> **QUOTED PASSAGE**:
Real Life Is Risk Taking - braymundo
https://medium.com/@nntaleb/real-life-is-risk-taking-ac424efd5fcc
======
_e
I'm reading the Undoing Project right now, by Michael Lewis, which is about
the work that the psychologists Daniel Kahneman and Amos Tversky did together.
Within the last week, I stumbled upon a great video of Nassim Taleb and Daniel
Kahneman [1] having a conversation regarding their work. Kahneman said at one
point that “we’re designed to try to avoid stressors” after Taleb said that
stress is good.

Nassim Taleb has greatly influenced my reasoning and thought process but the
only people who can really appreciate his work are people who have invested
time and or money in anything while knowing that the resources they invested
could be lost for good. For everyone else, Kahneman is right that most people
will see the possibility of a loss (no matter how small) or stressful event(s)

> **INFORMATION PROVIDED**:
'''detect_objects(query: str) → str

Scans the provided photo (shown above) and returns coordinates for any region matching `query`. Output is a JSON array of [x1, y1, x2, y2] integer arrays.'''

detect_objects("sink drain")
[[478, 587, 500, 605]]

> **INSTRUCTIONS**:
A - Write out the part of the risk-taking thread that begins at the words "Real Life Is" and stops after the words "Tversky did together.".
B - Carry on the risk-taking thread from the point where its text ends.

> **WRITTEN ANSWERS**:
A -
Real Life Is Risk Taking - braymundo
https://medium.com/@nntaleb/real-life-is-risk-taking-ac424efd5fcc
======
_e
I'm reading the Undoing Project right now, by Michael Lewis, which is about
the work that the psychologists Daniel Kahneman and Amos Tversky did together.

B -
and stop right there.

I stopped referencing Taleb with certain friends and family because they focus
exclusively on half of the equation (the loss factor) and nothing else. For
those people, I just recommend saving up as much cash as possible because it
is just a matter of time before an improbable “stress” event occurs to them
or, maybe, I might need them to bail me out which then means I did not follow
Taleb’s advice.

[1] [https://www.nypl.org/audiovideo/live-nypl-nassim-taleb-
danie...](https://www.nypl.org/audiovideo/live-nypl-nassim-taleb-daniel-
kahneman)